(STATED TASK) Starting with the line that holds "Exercise. Spot the hazy", copy out each remaining line of the listing below, up to and including the last one, and include nothing else.

(Entries from a pointing dataset)
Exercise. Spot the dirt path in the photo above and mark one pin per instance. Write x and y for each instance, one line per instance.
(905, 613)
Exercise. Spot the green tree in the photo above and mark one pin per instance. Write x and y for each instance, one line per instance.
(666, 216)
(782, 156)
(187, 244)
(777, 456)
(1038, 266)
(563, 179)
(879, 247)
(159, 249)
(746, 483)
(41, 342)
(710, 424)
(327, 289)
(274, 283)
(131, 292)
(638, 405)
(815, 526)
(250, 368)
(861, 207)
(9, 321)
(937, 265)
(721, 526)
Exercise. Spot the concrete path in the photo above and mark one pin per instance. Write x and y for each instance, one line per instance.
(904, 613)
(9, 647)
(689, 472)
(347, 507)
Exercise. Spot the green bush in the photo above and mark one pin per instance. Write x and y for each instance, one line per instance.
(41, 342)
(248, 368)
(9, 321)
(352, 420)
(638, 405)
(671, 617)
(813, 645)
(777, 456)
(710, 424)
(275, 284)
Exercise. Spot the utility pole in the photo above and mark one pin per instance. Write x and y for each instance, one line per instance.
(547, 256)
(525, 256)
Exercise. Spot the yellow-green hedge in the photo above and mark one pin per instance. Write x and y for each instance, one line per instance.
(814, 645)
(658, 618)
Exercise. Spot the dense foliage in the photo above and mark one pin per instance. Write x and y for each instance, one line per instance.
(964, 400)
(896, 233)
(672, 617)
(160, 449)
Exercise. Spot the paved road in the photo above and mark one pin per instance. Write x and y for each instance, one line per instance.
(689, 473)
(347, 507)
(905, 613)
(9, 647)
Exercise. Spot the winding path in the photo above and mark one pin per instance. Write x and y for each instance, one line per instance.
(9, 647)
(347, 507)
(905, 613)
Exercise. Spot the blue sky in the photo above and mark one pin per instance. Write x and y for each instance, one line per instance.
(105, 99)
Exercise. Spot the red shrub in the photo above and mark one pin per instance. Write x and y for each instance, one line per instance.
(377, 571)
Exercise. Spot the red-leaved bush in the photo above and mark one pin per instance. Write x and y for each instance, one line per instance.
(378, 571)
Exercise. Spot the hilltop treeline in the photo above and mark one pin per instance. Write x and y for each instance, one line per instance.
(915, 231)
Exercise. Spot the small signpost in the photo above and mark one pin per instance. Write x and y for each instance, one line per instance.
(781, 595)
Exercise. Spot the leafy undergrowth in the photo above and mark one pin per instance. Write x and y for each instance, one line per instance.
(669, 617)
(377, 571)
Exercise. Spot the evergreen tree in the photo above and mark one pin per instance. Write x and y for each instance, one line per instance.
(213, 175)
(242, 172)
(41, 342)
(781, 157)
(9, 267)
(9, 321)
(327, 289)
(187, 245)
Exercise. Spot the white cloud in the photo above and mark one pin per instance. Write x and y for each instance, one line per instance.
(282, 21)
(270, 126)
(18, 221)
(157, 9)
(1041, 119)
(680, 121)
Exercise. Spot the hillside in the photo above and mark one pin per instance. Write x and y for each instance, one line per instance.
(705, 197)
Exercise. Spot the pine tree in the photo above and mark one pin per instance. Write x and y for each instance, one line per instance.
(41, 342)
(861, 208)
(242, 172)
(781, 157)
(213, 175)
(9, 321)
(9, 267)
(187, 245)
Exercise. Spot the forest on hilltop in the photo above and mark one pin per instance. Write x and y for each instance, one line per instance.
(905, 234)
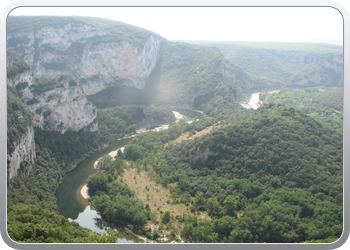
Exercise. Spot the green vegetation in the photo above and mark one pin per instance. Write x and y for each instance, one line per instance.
(183, 71)
(321, 103)
(30, 224)
(114, 200)
(113, 123)
(283, 63)
(268, 175)
(277, 177)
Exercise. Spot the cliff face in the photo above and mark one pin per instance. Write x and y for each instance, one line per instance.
(75, 50)
(60, 108)
(24, 153)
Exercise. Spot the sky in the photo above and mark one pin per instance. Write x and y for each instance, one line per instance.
(282, 24)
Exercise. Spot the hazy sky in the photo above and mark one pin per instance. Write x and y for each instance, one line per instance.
(286, 24)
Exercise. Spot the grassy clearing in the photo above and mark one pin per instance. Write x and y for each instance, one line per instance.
(158, 198)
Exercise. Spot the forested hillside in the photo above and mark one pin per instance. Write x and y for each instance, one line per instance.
(274, 174)
(278, 65)
(322, 103)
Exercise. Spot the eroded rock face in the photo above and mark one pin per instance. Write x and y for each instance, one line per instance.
(71, 50)
(24, 152)
(59, 109)
(202, 154)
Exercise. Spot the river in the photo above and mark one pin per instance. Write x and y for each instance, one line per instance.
(74, 207)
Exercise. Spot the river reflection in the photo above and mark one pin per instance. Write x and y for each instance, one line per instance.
(70, 202)
(74, 207)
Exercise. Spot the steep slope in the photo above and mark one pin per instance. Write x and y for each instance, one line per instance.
(274, 176)
(95, 52)
(57, 104)
(20, 137)
(191, 75)
(278, 65)
(122, 63)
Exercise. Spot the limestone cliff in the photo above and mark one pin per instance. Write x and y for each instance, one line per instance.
(23, 155)
(56, 104)
(93, 55)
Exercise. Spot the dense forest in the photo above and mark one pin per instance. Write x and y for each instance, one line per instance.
(272, 175)
(276, 177)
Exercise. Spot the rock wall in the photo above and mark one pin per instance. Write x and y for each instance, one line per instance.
(24, 152)
(60, 109)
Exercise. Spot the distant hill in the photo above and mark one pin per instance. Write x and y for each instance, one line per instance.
(278, 65)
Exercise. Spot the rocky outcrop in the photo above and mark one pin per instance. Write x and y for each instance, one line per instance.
(201, 154)
(72, 50)
(22, 156)
(61, 108)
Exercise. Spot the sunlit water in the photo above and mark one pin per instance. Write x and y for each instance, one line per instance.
(74, 207)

(IN RESPONSE)
Exercise. Spot the hazy sky in the photo above and mark one pin per instance. Write x and y for each instance, one line per instance.
(286, 24)
Exercise. Spot the grassy clearing in the photo above and mark one pin per instance. Write x and y for each instance, one line per instance.
(158, 198)
Exercise. Spot the forested hillside in the photo above and mark one pin per instance. Write x and y for each instance, one line per instance.
(274, 174)
(278, 65)
(322, 103)
Exercise. Spot the eroded rock face in the photo above and mark one pin per instance. Write x and y for each instance, one line per instance.
(71, 50)
(24, 152)
(59, 109)
(202, 154)
Exercise. Spot the river in the photo above and mark one pin per instance. Write x and y for each instance, one line per instance.
(74, 207)
Exercise. Spot the river reflection in the photo above and mark one pin per instance. Write x and y for each instance, one line per instance.
(70, 202)
(74, 207)
Exercise. Spot the steep slope in the photo above and mark one pin per instance. Write x and y for each instance, one line per instance.
(274, 176)
(95, 52)
(57, 104)
(20, 137)
(191, 75)
(278, 65)
(122, 63)
Exercise. Spot the limestone cliff in the photo above and mark one pin per instance. Write x and y for each instance, one line per instance.
(23, 155)
(56, 104)
(93, 55)
Exercise. Spot the dense forest in the photo above and mark one pin per instance. Write x and y for each instance, one line per instance.
(272, 175)
(276, 177)
Exercise. Spot the rock wall in the photo above and mark one pin per instance. Write x and y for each instance, one line per instance.
(24, 152)
(60, 109)
Exercise. Spot the distant hill in the photo above and mark one pin per instance. Write x and y for each instance, one line per instance.
(278, 65)
Exercise. Spot the rocky outcrop in the photo above and mark one pin per instance. Write x and y for each instance, one line per instance.
(201, 154)
(72, 50)
(22, 156)
(61, 108)
Exercise. Spot the sunlit water in the photo above and mark one pin per instance. Write x and y for each instance, one line per instance.
(74, 207)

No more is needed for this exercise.